> _Set of tasks_:
- A) Write out the passage of the Wal-Mart article from "Significantly, Wal-Mart's move" to "story p. 55).".
- B) List the groups of shoppers that the Wal-Mart article says the chain's six product-selection strategies target.
- C) According to the Wal-Mart article, what figure does Merrill Lynch currently give for the chain's sales productivity?

> _Excerpt provided_:
The last few months have been a crucial period for Wal-Mart. The world's largest — and most feared — retailer seems to be at a crossroads.
And that should rivet the attention of the retailing and retail real estate industries: If there's anything scarier than an industry-dominating behemoth, it's an industry-dominating behemoth that has lost its footing and is thrashing around, looking for a new formula.
The old formula produced amazing results. As Wal-Mart filled the rural and suburban landscape with discount stores — upgrading the most promising ones to the supercenter format — it became the top grocer, the largest music seller, the largest jeweler, the largest furniture dealer, and the largest toy seller in the U.S. Today it operates 1,209 domestic Wal-Mart stores and 1,980 supercenters.
But, having saturated its traditional locations, Wal-Mart has found it rough going to penetrate urban America. Its efforts to export the Wal-Mart formula have produced mixed results. The chain has given up on two major markets, Germany and Korea and while 25 percent of Wal-Mart's global footprint is outside the U.S., only 20 percent of revenue is international.
This is a game of diminishing returns: Even as Wal-Mart's sales keep increasing, overall profitability is eroding, because the new stores are less productive than older ones. Merrill Lynch currently pegs the chain's sales productivity (a measure that compares the company's overall sales growth to comparable-store growth) at 70.5 percent. That's the company's worst figure since 1998 and down from an all-time high of 95.6 percent in 2001.
Now, the behemoth is responding — in ways that every retailer and developer should note. In the past month, Wal-Mart has begun to alter its merchandising approach drastically. Instead of focusing on big discount product categories, it now has six strategies for product selection, each targeting specific groups of shoppers: African-Americans, wealthy shoppers, empty nesters, Hispanics, suburbanites and rural residents.
If Wal-Mart is able to win over these demographics, it could restore the air of invulnerability that had been punctured with its recent missteps.
Significantly, Wal-Mart's move to corner the Hispanic market — whose buying power is $750 billion and growing — is an astute play as other national chains have been slow to try and woo this market, which is today largely served by mom-and-pop operations (see story p. 55).
The move to grab upscale shoppers is perhaps the most intriguing. Wal-Mart is pushing hard to grab market share in electronics (it has launched a major ad campaign highlighting its HDTV selection) and organic foods. This moves it into competition with retailers that were considered outside its purview, chains like like Best Buy, Circuit City and Whole Foods.
Moreover, Wal-Mart has redoubled its assault on the drug store. In late September, with much fanfare, it announced an initiative to sell 300 generic drugs for just $4 per prescription (a move that Target Inc. quickly aped.) And that should be cause for worry.

> _Material provided_:
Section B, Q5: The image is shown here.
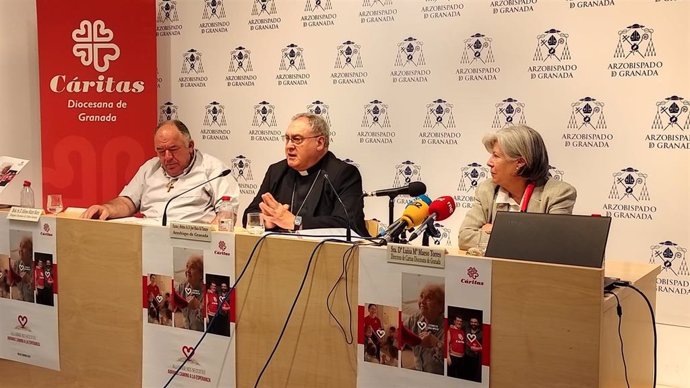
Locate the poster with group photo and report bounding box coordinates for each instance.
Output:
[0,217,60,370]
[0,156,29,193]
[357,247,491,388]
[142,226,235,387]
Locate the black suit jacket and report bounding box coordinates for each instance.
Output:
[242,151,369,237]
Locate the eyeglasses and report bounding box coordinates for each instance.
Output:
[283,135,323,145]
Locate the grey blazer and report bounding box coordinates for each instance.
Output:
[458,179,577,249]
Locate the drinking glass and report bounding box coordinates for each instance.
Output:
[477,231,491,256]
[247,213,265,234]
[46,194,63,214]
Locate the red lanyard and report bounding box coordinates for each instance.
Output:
...
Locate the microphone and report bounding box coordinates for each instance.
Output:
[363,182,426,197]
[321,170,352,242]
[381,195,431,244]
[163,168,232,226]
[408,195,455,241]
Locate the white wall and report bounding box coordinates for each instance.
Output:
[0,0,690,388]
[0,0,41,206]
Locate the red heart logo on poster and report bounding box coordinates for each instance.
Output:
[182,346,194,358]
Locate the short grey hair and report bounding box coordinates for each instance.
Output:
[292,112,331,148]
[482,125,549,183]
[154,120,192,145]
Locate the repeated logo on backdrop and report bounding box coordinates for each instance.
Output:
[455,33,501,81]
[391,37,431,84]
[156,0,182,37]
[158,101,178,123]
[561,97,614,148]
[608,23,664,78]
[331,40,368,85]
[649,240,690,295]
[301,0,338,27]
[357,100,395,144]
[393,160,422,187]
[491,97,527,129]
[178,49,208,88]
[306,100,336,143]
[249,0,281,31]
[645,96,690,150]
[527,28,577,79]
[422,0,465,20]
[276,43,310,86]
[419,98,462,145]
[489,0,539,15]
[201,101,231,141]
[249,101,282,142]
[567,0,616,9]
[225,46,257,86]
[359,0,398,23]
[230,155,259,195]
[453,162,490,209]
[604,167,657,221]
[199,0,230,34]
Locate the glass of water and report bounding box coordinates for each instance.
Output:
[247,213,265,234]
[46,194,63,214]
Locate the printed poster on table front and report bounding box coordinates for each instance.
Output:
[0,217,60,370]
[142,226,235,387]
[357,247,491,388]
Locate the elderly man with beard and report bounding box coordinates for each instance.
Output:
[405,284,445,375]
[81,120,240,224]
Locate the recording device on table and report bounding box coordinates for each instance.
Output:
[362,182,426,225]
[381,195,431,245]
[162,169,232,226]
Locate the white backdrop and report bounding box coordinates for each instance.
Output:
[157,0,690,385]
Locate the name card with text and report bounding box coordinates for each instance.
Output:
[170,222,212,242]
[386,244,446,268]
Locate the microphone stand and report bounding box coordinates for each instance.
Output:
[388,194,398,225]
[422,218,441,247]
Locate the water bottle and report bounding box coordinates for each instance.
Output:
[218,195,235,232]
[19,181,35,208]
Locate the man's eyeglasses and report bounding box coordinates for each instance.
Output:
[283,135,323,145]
==
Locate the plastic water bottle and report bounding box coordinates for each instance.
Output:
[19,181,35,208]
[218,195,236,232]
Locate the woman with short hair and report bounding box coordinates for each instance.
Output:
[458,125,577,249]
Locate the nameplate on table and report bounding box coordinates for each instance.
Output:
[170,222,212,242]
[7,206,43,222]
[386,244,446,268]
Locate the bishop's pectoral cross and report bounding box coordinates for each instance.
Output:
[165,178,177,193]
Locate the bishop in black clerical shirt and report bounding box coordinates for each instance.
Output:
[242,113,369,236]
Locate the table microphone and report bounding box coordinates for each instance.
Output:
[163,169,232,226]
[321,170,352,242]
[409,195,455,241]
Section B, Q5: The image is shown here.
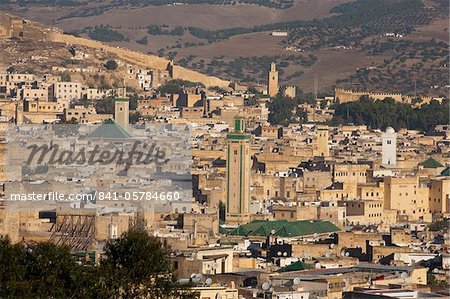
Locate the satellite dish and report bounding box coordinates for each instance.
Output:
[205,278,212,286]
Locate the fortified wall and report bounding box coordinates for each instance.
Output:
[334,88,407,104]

> _Problem solutions_:
- A)
Significantly, Wal-Mart's move to corner the Hispanic market — whose buying power is $750 billion and growing — is an astute play as other national chains have been slow to try and woo this market, which is today largely served by mom-and-pop operations (see story p. 55).

- B)
African-Americans
Wealthy shoppers
Empty nesters
Hispanics
Suburbanites
Rural residents

- C) 70.5 percent.